On September 18, the people of Scotland will vote in a referendum that will decide the country’s future — to remain part of the United Kingdom or to become wholly self-governing.
How should Scotland’s Jewish communities vote? While it may seem an unmitigated chutzpah for an English Jew to give advice to brethren north of the border, I propose to throw caution to the wind, because it seems to me, after talking to a completely unrepresentative cross-section of Jewish Scots, that there are some important questions they seem unwilling (or perhaps unable) to confront.
According to the 2011 census there were then 5,887 inhabitants of Scotland who identified themselves as Jewish — around one-tenth of one per cent of Scotland’s total population. Scottish Jewry is contracting by more than eight per cent compared with 2001. Communities this small, however vibrant and self-confident, are not self-sufficient. This must have a bearing on the independence issue.

• [Directions for this task]
Repeat word for word the part of the piece on Scottish independence and Scotland's Jewish communities from "On September 18, the" to "become wholly self-governing.".

• [Data section]
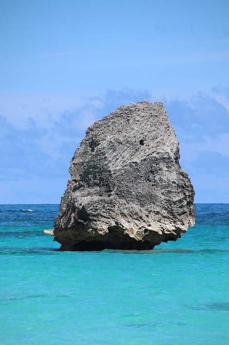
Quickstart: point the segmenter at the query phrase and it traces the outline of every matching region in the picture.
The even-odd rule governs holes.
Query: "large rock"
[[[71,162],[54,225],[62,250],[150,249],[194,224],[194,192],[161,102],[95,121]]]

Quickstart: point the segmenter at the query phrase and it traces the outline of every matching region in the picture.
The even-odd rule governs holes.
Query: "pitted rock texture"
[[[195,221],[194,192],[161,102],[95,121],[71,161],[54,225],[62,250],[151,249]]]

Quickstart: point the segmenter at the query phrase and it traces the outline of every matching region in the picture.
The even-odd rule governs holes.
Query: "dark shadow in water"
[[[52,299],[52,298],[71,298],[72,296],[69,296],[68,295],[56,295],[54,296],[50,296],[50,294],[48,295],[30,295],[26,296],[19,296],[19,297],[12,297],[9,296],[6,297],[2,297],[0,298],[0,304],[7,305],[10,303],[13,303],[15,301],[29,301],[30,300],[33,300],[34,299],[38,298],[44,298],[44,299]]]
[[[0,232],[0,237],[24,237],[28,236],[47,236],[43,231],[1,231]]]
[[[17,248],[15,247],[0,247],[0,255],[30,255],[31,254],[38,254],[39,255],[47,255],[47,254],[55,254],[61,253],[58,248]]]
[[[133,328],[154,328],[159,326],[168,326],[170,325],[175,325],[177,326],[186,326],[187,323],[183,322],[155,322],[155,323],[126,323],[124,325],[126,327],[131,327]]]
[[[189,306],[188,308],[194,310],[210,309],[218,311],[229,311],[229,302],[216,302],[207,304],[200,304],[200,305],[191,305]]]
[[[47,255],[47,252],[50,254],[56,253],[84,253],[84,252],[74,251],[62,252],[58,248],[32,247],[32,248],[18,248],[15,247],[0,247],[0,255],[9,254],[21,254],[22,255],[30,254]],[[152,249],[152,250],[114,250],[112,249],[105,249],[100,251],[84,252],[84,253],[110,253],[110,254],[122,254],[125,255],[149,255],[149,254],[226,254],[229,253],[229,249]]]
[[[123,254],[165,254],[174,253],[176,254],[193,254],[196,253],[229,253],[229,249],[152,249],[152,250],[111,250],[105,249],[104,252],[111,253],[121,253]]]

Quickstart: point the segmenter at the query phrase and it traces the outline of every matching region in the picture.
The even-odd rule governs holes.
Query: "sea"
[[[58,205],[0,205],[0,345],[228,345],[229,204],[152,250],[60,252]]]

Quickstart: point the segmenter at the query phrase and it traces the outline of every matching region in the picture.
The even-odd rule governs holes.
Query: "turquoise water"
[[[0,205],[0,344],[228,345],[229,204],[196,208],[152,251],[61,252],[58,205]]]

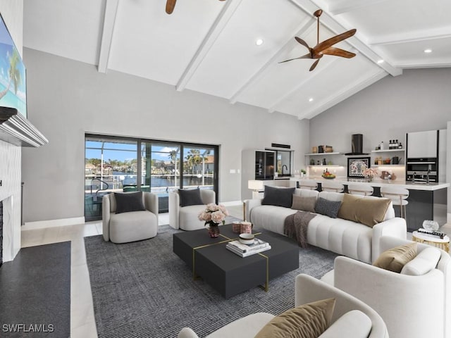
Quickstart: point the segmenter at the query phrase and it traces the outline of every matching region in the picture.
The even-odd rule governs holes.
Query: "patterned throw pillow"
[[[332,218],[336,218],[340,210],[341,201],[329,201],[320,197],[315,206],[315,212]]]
==
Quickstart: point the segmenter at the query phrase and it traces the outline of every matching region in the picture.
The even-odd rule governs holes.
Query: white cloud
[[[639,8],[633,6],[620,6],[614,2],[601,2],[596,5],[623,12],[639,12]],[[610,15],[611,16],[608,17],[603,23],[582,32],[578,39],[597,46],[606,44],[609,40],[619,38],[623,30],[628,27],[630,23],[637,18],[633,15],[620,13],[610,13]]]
...
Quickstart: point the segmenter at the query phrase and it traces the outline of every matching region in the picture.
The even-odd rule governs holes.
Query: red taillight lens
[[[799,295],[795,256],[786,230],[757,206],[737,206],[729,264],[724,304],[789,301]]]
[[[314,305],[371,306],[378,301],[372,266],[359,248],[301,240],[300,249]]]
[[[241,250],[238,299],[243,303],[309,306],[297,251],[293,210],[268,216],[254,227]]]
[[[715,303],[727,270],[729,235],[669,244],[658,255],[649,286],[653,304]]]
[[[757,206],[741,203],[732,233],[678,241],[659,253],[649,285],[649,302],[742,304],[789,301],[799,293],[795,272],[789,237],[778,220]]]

• [Result of the exercise]
On September 18, the people of Scotland will vote in a referendum that will decide the country’s future — to remain part of the United Kingdom or to become wholly self-governing.